* start Dataset entries *

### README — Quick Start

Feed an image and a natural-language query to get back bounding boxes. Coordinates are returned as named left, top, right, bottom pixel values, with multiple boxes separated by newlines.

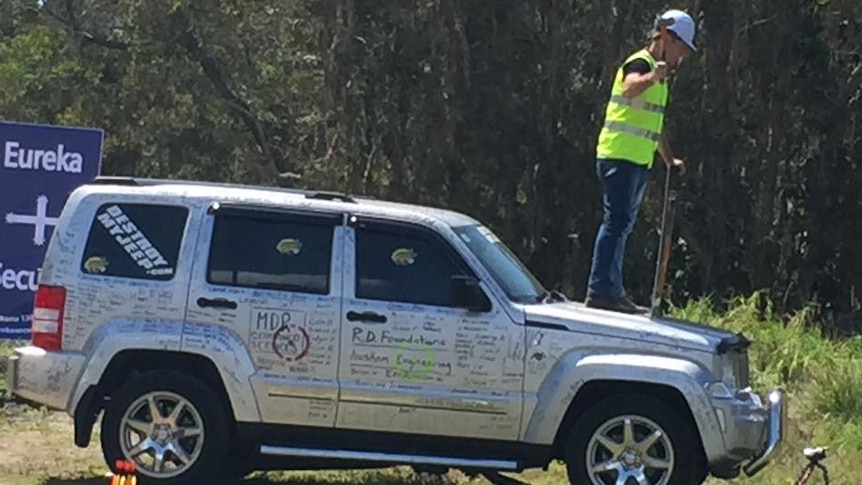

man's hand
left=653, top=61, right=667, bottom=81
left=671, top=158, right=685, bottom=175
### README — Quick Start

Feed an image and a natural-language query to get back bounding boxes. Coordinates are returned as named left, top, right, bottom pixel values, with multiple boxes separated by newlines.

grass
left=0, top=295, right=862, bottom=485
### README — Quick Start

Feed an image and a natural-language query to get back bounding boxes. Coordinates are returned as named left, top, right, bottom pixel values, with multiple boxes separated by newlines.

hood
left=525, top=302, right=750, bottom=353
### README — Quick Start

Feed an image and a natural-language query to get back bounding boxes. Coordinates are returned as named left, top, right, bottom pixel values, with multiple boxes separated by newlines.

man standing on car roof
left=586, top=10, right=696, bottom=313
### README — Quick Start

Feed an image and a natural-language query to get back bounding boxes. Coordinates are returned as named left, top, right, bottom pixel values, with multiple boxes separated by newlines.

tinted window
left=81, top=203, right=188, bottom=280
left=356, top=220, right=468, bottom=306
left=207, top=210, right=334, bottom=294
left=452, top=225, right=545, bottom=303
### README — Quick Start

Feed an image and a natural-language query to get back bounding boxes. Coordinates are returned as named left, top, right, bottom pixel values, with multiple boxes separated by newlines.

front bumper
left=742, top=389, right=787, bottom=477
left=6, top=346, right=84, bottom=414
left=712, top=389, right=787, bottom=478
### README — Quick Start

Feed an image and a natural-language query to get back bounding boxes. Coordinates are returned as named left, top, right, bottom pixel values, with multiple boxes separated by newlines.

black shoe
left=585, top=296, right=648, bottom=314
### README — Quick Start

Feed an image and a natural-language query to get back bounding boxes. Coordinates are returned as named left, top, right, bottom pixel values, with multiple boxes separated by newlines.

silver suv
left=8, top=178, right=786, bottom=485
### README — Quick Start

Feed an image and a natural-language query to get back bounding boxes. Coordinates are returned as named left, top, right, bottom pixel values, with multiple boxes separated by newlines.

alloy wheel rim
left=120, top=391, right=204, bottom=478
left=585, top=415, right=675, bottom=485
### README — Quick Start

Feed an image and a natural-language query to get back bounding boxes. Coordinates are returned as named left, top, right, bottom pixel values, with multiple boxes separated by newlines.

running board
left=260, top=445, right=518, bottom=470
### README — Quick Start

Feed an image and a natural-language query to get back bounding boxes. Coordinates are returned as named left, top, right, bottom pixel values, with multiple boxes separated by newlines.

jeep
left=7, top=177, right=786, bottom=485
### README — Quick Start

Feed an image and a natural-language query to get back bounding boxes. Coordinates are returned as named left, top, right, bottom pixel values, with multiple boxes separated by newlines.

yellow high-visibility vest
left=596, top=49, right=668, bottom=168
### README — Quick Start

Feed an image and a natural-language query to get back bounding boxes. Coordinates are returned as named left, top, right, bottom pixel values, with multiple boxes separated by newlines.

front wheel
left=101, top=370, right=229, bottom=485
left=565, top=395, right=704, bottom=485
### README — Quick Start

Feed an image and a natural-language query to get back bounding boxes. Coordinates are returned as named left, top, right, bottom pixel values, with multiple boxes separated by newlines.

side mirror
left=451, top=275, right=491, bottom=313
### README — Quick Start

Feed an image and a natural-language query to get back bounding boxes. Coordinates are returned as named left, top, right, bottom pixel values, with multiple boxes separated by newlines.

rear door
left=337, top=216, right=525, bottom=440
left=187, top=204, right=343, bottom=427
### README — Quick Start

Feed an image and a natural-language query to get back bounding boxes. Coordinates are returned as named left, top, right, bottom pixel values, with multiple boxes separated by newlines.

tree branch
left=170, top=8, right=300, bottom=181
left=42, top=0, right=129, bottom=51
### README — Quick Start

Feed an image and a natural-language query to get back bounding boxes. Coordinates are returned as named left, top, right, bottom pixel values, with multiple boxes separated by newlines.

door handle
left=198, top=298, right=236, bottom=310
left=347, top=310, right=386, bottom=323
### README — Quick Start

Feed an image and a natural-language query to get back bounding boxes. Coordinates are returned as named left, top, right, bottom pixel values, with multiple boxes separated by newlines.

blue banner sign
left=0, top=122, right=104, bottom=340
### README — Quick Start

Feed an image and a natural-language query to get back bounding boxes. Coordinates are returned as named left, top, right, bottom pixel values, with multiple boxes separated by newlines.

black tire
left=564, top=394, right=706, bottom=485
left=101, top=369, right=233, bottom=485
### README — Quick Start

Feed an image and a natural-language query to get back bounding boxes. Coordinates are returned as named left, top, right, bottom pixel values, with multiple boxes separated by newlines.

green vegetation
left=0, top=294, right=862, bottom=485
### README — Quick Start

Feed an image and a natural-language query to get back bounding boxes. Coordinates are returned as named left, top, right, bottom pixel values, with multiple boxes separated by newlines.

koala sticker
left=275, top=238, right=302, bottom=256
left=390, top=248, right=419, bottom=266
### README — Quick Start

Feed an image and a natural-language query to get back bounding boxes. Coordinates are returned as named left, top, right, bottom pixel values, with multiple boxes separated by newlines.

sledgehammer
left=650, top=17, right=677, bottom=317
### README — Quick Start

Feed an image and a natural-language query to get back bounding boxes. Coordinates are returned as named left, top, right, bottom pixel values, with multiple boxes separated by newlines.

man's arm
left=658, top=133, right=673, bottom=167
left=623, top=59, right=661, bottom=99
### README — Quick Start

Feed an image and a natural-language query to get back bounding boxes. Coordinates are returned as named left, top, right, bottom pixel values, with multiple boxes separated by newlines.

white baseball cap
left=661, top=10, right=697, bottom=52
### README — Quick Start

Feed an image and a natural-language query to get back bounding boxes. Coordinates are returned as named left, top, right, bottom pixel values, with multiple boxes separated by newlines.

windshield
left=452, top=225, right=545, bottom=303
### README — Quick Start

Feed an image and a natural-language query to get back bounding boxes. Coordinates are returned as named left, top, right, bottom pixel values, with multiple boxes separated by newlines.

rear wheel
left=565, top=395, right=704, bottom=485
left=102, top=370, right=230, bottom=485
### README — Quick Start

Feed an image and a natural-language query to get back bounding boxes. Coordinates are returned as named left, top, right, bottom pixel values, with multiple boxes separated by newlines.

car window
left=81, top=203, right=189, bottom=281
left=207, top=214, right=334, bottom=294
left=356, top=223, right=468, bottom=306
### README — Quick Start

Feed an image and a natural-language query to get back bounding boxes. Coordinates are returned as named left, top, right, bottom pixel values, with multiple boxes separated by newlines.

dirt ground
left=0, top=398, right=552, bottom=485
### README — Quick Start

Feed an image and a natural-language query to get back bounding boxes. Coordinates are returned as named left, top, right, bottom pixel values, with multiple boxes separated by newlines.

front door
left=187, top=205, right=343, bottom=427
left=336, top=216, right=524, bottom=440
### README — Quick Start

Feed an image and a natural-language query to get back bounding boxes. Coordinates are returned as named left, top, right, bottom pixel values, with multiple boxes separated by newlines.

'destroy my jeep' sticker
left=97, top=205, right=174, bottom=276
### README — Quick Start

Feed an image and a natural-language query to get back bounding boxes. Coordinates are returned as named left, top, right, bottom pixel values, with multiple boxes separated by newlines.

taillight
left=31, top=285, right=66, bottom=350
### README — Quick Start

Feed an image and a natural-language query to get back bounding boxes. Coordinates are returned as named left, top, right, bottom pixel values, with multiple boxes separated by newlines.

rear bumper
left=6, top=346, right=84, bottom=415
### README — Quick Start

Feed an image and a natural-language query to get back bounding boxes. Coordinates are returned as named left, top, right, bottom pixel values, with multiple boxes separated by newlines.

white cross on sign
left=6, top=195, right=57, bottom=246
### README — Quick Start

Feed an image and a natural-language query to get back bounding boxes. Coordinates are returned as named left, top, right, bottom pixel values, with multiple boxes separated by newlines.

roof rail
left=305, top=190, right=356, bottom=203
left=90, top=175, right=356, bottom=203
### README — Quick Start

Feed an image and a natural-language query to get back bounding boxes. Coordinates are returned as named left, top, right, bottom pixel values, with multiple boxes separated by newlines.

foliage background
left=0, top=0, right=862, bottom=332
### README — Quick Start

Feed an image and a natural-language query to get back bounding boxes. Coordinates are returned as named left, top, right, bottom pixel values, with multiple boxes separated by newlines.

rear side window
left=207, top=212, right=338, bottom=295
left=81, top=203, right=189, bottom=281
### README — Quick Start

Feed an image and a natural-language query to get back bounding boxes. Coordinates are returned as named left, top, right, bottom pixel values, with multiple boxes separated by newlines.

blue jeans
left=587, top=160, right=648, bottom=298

* end Dataset entries *
* start Dataset entries *

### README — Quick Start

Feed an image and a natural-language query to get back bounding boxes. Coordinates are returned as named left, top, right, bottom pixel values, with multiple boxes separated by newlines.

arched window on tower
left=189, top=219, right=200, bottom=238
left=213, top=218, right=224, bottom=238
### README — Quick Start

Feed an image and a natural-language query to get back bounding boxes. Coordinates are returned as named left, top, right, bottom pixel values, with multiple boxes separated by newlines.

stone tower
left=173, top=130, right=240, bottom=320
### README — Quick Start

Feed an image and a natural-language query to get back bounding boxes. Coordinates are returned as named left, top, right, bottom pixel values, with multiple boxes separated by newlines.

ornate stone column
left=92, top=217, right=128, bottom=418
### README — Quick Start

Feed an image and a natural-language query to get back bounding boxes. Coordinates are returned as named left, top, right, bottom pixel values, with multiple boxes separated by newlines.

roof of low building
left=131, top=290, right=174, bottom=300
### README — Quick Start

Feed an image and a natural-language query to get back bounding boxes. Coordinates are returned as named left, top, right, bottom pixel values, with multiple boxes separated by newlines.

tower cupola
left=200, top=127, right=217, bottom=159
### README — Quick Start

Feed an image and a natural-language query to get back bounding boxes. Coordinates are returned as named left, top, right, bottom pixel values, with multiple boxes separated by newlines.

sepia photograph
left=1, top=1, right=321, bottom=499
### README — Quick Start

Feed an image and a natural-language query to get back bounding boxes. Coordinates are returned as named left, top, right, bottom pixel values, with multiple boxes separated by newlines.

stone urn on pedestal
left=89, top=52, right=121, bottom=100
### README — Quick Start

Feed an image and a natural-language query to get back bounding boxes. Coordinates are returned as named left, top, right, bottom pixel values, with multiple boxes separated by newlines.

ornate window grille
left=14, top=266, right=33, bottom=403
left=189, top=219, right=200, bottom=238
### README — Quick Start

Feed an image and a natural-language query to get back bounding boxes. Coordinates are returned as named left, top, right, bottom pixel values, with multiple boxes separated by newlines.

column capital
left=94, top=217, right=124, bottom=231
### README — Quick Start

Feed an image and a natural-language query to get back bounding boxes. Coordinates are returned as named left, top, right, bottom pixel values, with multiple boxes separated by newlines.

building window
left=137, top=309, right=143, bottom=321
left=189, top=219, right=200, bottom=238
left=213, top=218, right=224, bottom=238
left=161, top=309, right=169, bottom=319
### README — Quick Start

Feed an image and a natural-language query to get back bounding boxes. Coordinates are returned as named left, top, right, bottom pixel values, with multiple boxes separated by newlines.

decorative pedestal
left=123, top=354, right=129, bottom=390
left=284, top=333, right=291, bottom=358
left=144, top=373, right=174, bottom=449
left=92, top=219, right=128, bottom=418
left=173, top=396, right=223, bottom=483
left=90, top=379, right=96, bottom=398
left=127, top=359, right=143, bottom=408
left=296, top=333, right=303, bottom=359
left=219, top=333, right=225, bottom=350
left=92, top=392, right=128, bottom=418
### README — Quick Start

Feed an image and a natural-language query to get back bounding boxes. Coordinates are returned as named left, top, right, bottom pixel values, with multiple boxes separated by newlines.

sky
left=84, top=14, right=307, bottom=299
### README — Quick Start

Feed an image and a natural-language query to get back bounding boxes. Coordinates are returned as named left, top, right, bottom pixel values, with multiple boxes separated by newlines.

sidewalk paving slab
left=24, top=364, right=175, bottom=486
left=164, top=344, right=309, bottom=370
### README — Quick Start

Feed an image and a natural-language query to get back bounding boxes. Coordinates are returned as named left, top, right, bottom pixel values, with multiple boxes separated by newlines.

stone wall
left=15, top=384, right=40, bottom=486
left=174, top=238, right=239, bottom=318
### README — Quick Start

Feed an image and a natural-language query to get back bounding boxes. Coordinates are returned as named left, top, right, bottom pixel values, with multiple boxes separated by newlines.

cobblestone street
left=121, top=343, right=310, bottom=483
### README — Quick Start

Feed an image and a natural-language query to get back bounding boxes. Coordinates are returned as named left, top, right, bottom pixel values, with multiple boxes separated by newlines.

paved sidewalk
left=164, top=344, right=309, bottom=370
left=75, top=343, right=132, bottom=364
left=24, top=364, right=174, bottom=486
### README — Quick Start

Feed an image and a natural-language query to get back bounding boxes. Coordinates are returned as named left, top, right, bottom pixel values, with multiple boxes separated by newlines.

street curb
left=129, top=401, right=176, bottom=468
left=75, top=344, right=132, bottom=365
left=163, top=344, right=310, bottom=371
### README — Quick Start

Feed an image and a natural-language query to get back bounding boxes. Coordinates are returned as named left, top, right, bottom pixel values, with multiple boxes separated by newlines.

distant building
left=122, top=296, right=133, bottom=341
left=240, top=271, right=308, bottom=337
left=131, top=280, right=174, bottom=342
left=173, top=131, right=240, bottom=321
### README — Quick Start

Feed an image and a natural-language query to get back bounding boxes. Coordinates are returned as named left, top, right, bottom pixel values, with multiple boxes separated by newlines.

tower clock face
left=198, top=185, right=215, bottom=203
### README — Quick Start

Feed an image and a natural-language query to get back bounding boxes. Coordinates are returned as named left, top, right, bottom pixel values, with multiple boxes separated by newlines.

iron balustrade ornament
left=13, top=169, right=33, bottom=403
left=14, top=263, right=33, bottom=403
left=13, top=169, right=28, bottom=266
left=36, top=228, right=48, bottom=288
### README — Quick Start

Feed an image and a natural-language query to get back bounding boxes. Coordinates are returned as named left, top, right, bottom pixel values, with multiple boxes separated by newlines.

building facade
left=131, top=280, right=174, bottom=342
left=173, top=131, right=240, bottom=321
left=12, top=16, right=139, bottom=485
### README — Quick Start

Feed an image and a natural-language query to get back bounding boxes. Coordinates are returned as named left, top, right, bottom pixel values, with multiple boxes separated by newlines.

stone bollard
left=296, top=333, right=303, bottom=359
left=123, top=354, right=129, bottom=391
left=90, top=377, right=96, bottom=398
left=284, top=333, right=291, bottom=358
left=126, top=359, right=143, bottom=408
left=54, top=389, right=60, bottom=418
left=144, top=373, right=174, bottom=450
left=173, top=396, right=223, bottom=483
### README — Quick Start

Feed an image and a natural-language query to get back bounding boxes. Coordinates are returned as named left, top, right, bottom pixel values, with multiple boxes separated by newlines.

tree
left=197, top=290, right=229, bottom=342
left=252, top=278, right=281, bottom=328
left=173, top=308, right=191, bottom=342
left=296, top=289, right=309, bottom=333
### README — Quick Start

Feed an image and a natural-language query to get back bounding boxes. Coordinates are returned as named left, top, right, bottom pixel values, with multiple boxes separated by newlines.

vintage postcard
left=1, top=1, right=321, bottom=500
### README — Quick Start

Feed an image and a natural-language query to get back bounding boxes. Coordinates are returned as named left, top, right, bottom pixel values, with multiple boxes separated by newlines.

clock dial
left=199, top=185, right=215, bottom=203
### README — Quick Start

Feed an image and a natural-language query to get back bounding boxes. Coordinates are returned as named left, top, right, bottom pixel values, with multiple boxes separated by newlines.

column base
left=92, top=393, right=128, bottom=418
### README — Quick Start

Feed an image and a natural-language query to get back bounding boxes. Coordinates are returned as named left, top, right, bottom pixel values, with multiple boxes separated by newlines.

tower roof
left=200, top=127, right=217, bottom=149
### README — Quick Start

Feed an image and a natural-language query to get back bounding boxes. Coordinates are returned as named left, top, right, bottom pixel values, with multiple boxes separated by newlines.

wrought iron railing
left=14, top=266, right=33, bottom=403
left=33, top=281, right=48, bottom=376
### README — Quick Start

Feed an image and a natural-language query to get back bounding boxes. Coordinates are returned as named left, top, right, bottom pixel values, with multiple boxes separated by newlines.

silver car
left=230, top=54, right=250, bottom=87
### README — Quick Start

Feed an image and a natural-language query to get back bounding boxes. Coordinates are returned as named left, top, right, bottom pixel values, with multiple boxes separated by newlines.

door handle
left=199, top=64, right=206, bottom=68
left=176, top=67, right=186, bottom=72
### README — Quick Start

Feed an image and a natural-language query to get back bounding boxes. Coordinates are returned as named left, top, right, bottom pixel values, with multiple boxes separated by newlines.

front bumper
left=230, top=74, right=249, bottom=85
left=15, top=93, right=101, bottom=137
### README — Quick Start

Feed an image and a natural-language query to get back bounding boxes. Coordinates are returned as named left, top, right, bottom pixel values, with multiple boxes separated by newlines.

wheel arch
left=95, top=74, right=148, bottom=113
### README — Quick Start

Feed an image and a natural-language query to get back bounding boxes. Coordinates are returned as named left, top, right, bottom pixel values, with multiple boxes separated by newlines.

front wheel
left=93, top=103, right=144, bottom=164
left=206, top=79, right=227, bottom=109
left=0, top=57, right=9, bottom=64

* end Dataset entries *
* start Dataset entries *

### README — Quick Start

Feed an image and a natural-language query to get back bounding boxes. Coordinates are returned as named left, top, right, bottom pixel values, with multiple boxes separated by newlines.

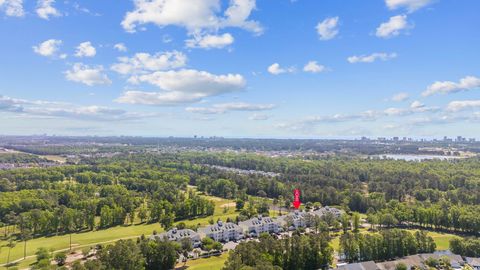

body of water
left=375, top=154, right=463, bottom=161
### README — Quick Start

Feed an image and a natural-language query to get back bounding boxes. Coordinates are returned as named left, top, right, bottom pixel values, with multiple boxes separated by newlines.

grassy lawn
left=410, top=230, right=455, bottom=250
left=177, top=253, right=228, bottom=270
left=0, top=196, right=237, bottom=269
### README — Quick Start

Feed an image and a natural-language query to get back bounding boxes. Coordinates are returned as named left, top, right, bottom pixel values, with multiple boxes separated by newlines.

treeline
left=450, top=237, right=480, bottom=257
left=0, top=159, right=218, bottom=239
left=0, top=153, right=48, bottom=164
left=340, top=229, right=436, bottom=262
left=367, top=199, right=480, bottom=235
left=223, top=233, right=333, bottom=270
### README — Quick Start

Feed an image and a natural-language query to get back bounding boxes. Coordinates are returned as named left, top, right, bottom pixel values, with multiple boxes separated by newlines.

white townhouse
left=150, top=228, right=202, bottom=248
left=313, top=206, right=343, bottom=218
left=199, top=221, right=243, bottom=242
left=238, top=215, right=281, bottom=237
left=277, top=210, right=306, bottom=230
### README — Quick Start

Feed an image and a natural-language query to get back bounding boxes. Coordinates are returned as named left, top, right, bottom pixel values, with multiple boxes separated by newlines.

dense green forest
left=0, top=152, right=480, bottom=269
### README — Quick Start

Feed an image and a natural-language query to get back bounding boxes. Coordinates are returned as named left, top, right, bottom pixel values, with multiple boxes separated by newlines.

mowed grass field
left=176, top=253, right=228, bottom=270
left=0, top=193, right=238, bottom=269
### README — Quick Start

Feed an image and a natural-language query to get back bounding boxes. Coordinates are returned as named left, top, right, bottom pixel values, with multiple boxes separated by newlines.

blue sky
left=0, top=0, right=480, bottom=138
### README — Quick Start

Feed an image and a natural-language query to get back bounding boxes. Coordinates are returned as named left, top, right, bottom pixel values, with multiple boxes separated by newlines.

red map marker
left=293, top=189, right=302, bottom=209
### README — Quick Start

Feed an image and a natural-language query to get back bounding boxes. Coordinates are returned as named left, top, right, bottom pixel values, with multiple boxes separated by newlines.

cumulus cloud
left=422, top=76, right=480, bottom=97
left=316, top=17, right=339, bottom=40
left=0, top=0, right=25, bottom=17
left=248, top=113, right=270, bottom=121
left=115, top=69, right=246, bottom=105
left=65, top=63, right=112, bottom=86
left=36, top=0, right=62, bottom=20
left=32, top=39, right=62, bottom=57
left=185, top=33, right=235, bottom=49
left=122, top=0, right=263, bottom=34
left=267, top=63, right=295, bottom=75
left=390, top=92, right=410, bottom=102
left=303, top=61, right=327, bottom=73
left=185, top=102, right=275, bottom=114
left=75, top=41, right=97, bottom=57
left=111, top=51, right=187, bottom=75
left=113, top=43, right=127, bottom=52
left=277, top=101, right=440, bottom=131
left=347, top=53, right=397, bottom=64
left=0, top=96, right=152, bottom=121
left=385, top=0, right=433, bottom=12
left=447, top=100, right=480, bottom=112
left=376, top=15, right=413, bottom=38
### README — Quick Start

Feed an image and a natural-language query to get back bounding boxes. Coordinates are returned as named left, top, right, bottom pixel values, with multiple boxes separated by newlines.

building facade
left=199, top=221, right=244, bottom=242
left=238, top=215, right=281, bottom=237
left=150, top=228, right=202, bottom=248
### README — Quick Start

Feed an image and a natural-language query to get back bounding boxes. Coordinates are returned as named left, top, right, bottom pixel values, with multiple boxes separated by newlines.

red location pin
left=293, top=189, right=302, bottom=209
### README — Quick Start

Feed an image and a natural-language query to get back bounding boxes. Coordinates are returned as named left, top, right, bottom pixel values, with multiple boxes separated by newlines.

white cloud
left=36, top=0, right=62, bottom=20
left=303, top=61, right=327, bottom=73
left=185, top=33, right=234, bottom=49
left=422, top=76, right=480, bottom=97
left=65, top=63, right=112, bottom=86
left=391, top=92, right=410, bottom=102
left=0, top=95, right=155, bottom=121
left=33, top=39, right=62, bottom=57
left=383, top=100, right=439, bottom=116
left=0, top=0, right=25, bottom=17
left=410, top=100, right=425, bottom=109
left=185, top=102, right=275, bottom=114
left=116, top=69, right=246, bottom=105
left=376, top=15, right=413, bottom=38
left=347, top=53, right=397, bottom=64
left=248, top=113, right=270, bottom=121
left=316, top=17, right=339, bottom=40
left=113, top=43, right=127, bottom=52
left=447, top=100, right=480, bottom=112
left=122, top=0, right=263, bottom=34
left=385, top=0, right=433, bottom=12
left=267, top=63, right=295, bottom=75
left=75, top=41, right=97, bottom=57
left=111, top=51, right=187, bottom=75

* end Dataset entries *

List every line of the listing that contains the string "roof", treating uppercase and lowercase as distinct.

man standing on car roof
roof rail
roof of low building
tower roof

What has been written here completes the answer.